What is needed: Collect every line in the records below that contains the string "woman", and copy each one in full. Treat case as significant.

Coordinate annotation entries
+-------+

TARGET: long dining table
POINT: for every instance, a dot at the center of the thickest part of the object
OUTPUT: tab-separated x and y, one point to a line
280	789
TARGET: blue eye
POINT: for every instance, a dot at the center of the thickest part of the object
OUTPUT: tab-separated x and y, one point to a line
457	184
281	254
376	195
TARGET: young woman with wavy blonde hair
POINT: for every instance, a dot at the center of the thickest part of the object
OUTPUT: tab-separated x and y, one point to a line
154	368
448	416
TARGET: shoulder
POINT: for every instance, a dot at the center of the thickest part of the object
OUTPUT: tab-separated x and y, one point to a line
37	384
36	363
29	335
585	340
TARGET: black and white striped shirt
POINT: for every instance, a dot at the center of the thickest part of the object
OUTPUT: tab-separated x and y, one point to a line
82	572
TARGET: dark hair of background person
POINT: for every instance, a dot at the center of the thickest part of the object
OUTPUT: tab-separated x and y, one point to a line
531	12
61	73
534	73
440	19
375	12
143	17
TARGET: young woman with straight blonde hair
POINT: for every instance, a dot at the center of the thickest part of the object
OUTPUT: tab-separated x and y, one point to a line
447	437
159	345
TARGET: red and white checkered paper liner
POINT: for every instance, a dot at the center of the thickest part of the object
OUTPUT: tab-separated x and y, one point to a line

+-------+

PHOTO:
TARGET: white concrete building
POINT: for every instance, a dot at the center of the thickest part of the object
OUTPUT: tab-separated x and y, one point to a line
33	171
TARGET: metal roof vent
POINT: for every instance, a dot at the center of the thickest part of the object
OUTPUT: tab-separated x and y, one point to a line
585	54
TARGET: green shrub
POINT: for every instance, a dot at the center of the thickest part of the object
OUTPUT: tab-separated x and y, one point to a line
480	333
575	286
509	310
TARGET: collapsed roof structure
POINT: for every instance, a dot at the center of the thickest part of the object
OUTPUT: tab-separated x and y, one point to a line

+-------+

The completed task:
TARGET: young woman with wavy blonde hair
TARGET: young woman with straight blonde hair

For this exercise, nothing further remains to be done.